--- MATERIAL FOR THIS EXERCISE ---
-----

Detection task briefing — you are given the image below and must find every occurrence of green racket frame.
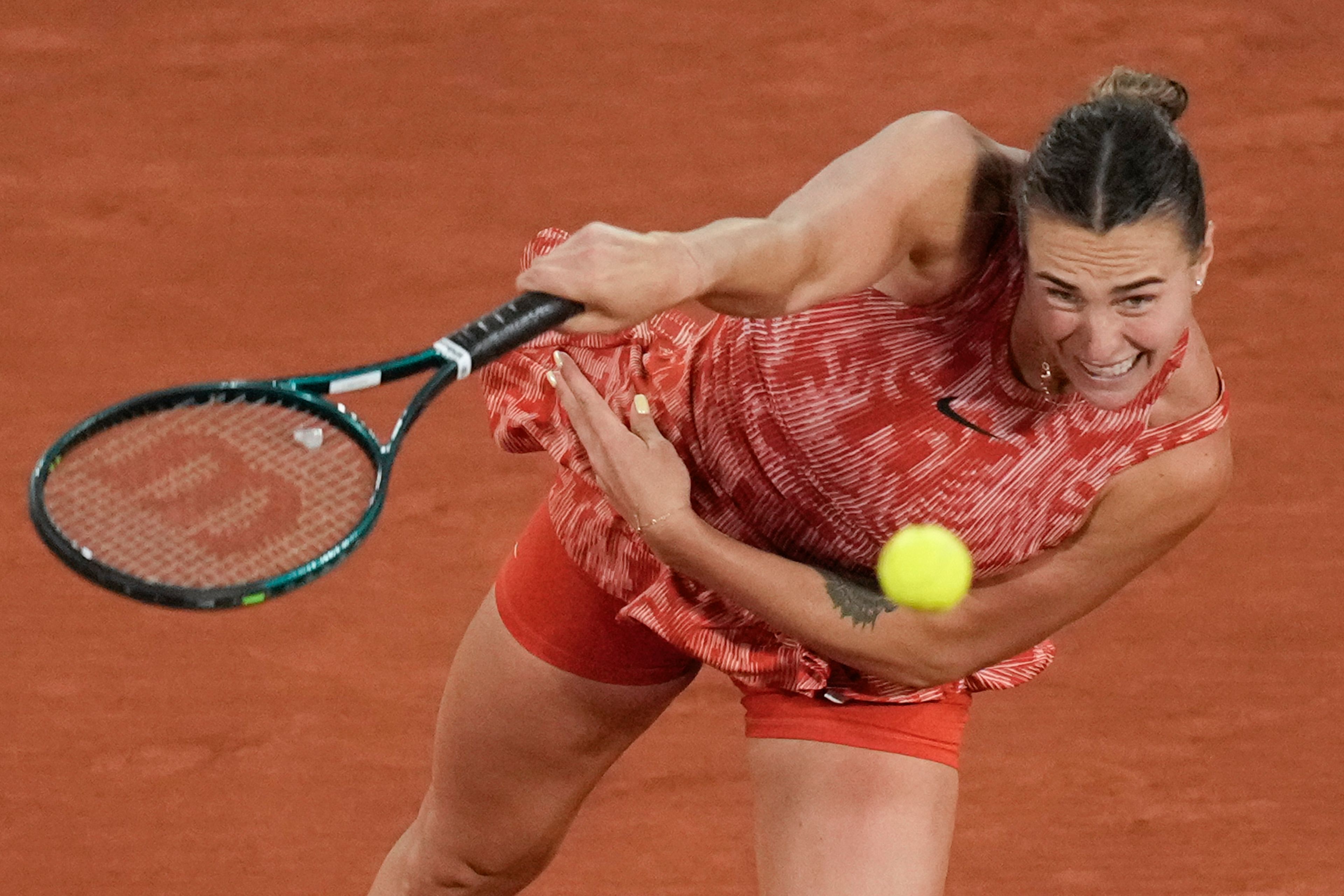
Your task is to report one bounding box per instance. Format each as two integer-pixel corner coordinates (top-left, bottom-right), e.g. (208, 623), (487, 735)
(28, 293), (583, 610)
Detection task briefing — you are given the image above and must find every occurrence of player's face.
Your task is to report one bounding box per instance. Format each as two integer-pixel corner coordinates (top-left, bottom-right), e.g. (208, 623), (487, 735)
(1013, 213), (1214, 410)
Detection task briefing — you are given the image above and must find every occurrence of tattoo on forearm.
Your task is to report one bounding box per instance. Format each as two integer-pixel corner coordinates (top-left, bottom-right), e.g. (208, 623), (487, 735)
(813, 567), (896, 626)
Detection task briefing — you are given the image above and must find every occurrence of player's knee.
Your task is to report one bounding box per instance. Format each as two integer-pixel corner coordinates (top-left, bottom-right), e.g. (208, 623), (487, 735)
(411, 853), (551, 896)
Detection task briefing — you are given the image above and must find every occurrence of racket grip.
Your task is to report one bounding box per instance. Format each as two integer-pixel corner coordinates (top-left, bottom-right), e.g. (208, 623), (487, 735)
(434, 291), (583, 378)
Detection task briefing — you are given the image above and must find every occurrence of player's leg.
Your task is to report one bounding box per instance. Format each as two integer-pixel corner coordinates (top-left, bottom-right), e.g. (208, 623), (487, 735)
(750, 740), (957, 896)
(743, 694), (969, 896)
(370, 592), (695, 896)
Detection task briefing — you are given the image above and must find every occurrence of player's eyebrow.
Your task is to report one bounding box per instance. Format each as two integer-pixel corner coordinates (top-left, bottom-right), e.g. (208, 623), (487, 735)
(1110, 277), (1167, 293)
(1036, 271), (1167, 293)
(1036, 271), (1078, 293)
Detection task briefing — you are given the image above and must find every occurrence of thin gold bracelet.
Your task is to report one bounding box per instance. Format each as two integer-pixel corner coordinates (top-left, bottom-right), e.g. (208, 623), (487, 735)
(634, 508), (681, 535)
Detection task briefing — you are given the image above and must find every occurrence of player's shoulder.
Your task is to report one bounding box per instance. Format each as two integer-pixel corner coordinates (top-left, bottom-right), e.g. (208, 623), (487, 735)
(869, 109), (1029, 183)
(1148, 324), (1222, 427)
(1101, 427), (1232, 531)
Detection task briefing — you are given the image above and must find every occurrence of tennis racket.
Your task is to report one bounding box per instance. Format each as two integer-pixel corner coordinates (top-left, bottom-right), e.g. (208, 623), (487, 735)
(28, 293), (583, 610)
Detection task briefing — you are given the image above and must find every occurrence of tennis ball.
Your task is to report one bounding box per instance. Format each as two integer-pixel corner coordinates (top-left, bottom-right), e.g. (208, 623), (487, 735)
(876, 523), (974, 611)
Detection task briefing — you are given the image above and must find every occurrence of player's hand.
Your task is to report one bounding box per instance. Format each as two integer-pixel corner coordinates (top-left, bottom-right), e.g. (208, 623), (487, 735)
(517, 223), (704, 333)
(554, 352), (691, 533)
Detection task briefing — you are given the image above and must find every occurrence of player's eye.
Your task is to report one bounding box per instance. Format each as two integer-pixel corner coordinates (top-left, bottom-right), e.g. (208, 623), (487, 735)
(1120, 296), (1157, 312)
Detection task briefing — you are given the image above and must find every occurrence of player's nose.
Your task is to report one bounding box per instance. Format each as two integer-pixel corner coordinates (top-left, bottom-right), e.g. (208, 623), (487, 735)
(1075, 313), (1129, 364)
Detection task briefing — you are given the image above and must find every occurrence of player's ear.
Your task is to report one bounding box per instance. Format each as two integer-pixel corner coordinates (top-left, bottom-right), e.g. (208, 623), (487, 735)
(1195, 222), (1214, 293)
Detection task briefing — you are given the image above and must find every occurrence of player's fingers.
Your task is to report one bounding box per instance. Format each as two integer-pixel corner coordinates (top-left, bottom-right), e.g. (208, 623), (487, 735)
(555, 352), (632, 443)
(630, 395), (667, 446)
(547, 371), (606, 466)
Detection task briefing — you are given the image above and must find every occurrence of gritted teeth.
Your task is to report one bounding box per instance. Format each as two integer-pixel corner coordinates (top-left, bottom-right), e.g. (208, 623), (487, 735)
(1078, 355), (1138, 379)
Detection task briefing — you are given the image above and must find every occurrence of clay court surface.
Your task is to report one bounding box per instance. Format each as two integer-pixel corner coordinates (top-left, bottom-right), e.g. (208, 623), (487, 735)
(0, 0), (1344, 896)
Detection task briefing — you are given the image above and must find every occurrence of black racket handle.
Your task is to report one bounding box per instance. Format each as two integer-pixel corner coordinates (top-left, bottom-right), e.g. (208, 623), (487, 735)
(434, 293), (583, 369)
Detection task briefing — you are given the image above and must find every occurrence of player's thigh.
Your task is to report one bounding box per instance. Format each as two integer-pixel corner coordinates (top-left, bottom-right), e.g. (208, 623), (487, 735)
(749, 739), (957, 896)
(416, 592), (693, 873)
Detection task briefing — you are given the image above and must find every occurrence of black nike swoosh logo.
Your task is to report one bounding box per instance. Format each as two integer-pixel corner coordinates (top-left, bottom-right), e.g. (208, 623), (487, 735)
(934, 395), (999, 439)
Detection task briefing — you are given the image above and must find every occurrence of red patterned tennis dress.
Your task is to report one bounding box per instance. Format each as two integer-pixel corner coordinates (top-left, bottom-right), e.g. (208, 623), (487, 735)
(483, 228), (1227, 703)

-----

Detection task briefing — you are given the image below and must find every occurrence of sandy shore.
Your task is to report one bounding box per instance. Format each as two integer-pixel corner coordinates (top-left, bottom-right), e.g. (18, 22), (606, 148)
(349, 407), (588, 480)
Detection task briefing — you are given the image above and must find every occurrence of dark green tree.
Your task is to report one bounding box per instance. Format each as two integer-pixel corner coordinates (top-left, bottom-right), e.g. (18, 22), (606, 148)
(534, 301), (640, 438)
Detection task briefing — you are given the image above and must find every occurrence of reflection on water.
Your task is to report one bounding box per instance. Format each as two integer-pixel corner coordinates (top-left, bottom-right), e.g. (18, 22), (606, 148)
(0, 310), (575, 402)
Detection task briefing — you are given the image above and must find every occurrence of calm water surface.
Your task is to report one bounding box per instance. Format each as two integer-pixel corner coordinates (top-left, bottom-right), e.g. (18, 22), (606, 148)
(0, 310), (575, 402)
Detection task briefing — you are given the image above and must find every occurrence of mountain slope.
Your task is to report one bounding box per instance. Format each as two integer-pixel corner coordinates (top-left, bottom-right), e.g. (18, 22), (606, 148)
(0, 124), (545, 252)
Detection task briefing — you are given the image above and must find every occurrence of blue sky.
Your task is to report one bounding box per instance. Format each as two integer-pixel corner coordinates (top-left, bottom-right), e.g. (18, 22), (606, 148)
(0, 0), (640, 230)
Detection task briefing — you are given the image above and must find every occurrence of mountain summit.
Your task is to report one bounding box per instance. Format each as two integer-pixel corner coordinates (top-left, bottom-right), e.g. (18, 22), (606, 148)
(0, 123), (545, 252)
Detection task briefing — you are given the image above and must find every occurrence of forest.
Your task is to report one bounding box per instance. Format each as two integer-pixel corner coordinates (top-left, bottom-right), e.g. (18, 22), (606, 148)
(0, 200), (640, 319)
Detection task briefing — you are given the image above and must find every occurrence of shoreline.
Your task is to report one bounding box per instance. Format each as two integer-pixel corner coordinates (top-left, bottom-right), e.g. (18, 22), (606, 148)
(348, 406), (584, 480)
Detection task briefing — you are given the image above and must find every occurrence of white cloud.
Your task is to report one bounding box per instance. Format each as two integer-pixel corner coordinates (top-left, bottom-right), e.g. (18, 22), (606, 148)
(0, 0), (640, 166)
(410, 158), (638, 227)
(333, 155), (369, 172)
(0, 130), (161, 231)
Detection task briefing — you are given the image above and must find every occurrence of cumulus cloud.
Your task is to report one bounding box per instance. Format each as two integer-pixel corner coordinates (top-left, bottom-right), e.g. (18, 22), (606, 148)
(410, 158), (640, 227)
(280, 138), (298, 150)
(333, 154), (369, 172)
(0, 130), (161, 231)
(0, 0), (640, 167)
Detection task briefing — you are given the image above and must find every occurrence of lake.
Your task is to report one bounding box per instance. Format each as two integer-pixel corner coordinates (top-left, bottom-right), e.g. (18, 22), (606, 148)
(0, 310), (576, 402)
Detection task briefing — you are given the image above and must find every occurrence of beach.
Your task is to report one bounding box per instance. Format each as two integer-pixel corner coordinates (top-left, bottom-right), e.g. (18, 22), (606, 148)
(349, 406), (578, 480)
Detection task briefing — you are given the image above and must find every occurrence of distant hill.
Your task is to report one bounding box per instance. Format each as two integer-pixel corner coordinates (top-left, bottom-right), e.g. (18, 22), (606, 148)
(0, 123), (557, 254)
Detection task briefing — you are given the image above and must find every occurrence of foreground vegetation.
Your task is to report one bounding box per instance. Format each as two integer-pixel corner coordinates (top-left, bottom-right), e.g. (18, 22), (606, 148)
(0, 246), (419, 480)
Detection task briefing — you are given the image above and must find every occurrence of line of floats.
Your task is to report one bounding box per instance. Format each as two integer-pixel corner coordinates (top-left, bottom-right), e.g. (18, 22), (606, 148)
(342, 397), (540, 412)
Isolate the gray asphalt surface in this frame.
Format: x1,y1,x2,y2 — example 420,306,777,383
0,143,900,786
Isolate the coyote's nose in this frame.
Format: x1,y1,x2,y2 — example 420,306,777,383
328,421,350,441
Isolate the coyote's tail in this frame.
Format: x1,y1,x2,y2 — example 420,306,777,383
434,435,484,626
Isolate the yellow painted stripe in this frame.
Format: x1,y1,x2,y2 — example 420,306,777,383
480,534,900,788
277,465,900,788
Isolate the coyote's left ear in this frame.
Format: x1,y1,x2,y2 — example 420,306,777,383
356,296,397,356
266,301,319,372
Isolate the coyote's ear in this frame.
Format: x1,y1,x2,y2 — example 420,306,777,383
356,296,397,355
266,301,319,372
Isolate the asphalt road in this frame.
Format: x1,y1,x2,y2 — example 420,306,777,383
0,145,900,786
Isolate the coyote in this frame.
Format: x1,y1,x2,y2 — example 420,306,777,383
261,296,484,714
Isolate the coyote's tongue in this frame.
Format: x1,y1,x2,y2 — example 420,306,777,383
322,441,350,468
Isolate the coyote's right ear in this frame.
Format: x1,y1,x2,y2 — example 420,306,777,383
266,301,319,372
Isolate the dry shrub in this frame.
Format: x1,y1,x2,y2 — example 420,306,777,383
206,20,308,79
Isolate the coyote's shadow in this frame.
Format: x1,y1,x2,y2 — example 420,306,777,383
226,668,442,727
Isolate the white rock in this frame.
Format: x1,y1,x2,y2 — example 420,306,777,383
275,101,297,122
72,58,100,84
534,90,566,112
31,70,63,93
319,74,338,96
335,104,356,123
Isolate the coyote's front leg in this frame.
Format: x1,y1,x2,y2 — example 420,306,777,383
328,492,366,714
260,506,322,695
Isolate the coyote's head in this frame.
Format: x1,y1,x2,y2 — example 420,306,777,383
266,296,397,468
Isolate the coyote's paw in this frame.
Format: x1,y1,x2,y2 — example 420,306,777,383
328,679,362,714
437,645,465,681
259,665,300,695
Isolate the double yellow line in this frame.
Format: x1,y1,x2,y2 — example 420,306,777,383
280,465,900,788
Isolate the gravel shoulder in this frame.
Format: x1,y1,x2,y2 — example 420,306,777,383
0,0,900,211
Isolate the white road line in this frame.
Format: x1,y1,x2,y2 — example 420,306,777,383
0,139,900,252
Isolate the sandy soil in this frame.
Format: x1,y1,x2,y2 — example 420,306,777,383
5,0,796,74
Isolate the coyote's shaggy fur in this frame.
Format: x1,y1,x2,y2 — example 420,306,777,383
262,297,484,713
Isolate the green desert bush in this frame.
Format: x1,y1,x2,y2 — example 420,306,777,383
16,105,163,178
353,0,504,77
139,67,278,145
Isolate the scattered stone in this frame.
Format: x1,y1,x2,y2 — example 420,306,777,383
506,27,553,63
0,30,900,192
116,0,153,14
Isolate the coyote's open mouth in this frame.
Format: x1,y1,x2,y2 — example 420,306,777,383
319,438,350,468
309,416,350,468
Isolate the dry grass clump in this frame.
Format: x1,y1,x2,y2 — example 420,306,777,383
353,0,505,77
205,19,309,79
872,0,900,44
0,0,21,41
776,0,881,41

-----

--- EXERCISE DETAILS ---
Repeat, word for word, everything in the records from the line containing "patterned tennis dress." down through the line containing "(483, 228), (1227, 703)", both of those lines included.

--- FINISHED EXERCISE ---
Detection task briefing — you are given the image above and must find every occurrence of red patterned tennis dress.
Your task is to report one bounding box per instance. Format each as two integer-pixel corner coordinates (top-left, bottom-right), e.g. (208, 623), (487, 735)
(483, 228), (1227, 703)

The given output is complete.